• **Work instructions**: Take the line that contains "awning over porch." and every line after it in the material below, and quote them exactly.

• **Items**:
----

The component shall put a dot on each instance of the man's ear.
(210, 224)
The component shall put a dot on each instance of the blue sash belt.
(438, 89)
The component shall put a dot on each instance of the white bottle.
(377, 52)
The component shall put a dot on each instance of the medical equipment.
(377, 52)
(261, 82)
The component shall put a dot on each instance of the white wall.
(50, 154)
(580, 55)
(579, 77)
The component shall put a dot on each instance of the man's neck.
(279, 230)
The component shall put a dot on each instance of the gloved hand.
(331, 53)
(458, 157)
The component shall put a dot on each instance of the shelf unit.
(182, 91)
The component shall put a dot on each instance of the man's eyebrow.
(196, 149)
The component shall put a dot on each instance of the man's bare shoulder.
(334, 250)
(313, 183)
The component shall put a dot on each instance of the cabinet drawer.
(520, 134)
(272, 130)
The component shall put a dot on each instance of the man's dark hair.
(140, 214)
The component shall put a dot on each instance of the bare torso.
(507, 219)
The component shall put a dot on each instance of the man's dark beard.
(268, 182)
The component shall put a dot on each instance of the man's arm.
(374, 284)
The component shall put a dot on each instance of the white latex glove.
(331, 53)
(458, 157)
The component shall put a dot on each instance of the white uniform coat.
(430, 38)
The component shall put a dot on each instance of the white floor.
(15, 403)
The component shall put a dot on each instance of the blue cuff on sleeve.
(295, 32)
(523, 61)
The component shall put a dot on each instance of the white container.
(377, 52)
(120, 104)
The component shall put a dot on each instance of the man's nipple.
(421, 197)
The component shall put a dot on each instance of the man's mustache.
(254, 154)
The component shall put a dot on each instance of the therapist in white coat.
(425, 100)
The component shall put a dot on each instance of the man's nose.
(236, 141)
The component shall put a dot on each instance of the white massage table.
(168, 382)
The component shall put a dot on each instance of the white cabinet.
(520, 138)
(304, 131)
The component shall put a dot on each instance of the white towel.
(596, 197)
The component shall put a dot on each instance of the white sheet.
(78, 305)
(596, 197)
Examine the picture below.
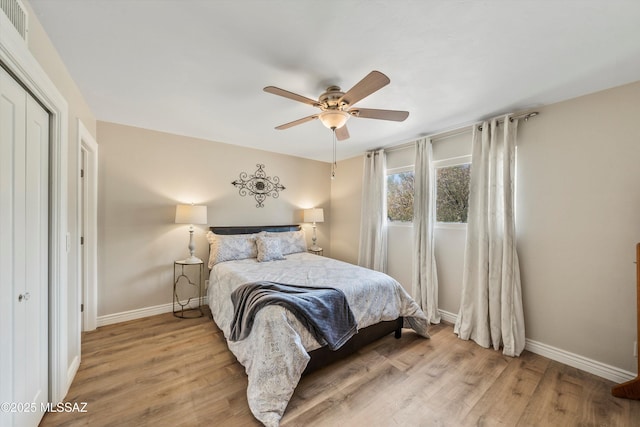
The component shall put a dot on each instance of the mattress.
(276, 352)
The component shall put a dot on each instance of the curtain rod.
(462, 129)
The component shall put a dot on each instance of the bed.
(279, 349)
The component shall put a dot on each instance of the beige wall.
(144, 173)
(578, 220)
(47, 56)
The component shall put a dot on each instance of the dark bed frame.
(324, 356)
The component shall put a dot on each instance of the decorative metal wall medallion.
(259, 185)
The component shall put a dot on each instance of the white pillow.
(269, 249)
(231, 247)
(291, 241)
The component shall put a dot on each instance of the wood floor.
(164, 371)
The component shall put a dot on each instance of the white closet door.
(24, 142)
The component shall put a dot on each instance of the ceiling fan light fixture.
(334, 119)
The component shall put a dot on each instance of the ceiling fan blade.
(342, 133)
(371, 113)
(297, 122)
(281, 92)
(373, 81)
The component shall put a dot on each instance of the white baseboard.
(448, 317)
(139, 313)
(571, 359)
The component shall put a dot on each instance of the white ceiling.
(198, 67)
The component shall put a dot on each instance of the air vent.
(17, 15)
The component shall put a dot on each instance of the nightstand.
(187, 289)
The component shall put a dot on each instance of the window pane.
(452, 202)
(400, 197)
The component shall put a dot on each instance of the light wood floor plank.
(162, 370)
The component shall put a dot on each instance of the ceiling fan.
(337, 106)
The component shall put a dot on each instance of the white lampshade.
(191, 214)
(334, 119)
(314, 215)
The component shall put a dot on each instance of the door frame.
(88, 216)
(18, 60)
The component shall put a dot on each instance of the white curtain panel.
(373, 222)
(491, 311)
(425, 273)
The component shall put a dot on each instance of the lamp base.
(191, 260)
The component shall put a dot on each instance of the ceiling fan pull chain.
(334, 165)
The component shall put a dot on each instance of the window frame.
(394, 171)
(447, 163)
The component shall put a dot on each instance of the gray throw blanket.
(324, 312)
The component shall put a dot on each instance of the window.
(452, 190)
(400, 194)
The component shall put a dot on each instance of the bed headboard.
(250, 229)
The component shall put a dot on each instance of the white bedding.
(275, 353)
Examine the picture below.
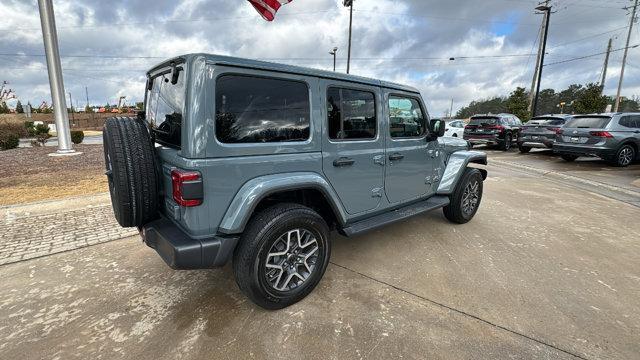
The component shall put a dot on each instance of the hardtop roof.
(291, 69)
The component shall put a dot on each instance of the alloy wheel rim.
(470, 197)
(291, 260)
(626, 155)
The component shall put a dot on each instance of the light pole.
(547, 14)
(349, 3)
(52, 53)
(333, 52)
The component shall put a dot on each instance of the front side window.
(351, 114)
(405, 117)
(165, 104)
(261, 110)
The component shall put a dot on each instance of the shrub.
(10, 134)
(77, 137)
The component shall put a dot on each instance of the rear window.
(548, 121)
(165, 104)
(595, 122)
(261, 110)
(483, 121)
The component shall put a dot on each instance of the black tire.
(131, 171)
(456, 211)
(625, 155)
(506, 143)
(524, 149)
(265, 231)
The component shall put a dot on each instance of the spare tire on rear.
(131, 170)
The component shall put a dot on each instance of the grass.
(29, 174)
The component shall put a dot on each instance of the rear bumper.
(582, 150)
(182, 252)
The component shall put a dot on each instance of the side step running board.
(362, 226)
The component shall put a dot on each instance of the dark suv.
(499, 129)
(613, 137)
(541, 131)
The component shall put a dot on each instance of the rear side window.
(261, 110)
(351, 114)
(406, 118)
(596, 122)
(547, 121)
(630, 121)
(483, 121)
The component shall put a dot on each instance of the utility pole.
(547, 10)
(451, 110)
(535, 72)
(349, 3)
(71, 103)
(52, 53)
(333, 52)
(606, 64)
(624, 57)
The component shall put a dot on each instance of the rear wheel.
(506, 143)
(465, 200)
(524, 149)
(568, 157)
(282, 255)
(625, 156)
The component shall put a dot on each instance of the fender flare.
(253, 191)
(456, 164)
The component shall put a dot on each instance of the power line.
(589, 56)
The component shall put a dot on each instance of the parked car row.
(614, 137)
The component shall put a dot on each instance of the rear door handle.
(343, 161)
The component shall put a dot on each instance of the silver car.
(614, 137)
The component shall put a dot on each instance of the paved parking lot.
(545, 270)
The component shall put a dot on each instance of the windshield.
(165, 104)
(590, 122)
(547, 121)
(483, 121)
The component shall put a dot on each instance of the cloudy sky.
(107, 45)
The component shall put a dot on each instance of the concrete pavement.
(545, 270)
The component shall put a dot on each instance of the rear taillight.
(604, 134)
(187, 187)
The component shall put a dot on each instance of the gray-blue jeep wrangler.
(259, 162)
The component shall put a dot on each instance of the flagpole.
(349, 3)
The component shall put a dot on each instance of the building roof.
(290, 69)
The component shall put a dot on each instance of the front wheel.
(465, 200)
(282, 255)
(524, 149)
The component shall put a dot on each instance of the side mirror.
(436, 128)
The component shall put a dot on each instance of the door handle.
(344, 161)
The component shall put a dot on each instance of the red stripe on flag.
(268, 8)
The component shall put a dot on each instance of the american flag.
(268, 8)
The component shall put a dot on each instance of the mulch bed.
(29, 174)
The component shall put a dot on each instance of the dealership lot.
(549, 268)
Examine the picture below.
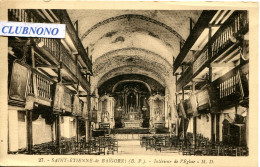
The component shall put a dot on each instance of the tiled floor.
(134, 147)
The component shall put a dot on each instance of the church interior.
(151, 82)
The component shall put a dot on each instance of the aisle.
(134, 147)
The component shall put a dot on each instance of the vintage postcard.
(128, 83)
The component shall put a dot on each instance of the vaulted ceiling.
(133, 41)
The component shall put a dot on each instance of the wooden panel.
(19, 80)
(58, 103)
(201, 24)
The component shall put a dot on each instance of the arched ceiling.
(117, 83)
(141, 42)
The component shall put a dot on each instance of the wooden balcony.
(52, 50)
(219, 46)
(232, 88)
(27, 82)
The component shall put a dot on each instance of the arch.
(129, 16)
(132, 48)
(106, 76)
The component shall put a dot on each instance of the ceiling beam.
(231, 64)
(202, 23)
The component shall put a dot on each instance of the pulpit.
(106, 114)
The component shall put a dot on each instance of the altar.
(132, 119)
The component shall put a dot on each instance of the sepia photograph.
(123, 82)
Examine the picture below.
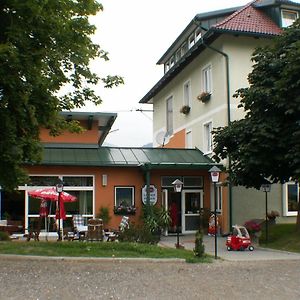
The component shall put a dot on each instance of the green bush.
(139, 234)
(4, 236)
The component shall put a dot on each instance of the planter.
(185, 109)
(123, 211)
(204, 97)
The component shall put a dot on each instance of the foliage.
(266, 143)
(204, 97)
(4, 236)
(273, 214)
(199, 246)
(104, 215)
(185, 109)
(155, 218)
(102, 249)
(124, 210)
(252, 227)
(44, 46)
(138, 234)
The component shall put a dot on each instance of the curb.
(91, 259)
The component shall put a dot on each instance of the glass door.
(192, 202)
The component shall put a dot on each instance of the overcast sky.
(136, 33)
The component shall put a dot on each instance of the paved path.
(209, 241)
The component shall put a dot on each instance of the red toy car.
(239, 239)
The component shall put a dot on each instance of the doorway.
(192, 203)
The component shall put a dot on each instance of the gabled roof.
(69, 155)
(249, 19)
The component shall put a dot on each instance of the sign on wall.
(153, 194)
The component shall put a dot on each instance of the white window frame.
(219, 199)
(207, 137)
(207, 79)
(188, 139)
(169, 115)
(191, 40)
(125, 187)
(187, 93)
(288, 22)
(286, 212)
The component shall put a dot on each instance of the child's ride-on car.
(239, 239)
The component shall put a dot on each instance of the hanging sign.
(153, 194)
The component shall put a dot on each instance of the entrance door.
(192, 202)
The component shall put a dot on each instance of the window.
(188, 139)
(207, 137)
(207, 79)
(178, 55)
(191, 41)
(218, 198)
(124, 196)
(184, 49)
(198, 34)
(170, 115)
(288, 17)
(187, 93)
(292, 198)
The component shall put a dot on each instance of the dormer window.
(288, 17)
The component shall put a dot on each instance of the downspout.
(228, 115)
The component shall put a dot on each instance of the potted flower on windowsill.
(185, 109)
(272, 216)
(123, 209)
(204, 97)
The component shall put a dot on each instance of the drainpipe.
(228, 115)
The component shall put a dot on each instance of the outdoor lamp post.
(266, 187)
(59, 190)
(177, 184)
(215, 173)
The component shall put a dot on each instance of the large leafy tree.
(44, 45)
(266, 143)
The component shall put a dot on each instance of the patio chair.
(79, 228)
(95, 230)
(34, 230)
(112, 236)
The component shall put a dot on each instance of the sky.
(136, 33)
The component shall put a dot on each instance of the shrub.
(4, 236)
(199, 246)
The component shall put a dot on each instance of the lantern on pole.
(215, 174)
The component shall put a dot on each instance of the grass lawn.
(282, 237)
(97, 249)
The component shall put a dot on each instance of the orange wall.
(87, 137)
(177, 140)
(104, 195)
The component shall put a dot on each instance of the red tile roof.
(249, 20)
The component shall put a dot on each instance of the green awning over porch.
(149, 158)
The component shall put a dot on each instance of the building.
(120, 179)
(203, 68)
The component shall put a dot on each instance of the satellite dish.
(162, 138)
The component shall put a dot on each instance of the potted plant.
(272, 216)
(185, 109)
(204, 97)
(124, 209)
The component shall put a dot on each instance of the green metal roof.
(150, 158)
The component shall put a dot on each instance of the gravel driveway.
(24, 278)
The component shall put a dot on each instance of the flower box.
(204, 97)
(124, 210)
(185, 109)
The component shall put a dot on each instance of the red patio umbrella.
(50, 194)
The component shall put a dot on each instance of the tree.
(266, 143)
(44, 45)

----

• **Answer below**:
The component shall put a dot on each instance of the green awning over porch.
(149, 158)
The component shall put a dot on each instance of the building.
(120, 179)
(203, 68)
The component shall put a dot on each instance of the satellite dish.
(162, 138)
The component shall put a dot on each instance of the potted plant.
(272, 216)
(185, 109)
(204, 97)
(124, 209)
The component shall put a dot on each instance of the green metal roof.
(150, 158)
The component shall put a dot on each instance of the gravel driveway.
(24, 278)
The component shall put a dot on each instance of the flower box.
(204, 97)
(124, 210)
(185, 109)
The component shall put a dot on each instance of the red patio umbrella.
(50, 194)
The component shall put a dot on each instance of the tree.
(266, 143)
(44, 45)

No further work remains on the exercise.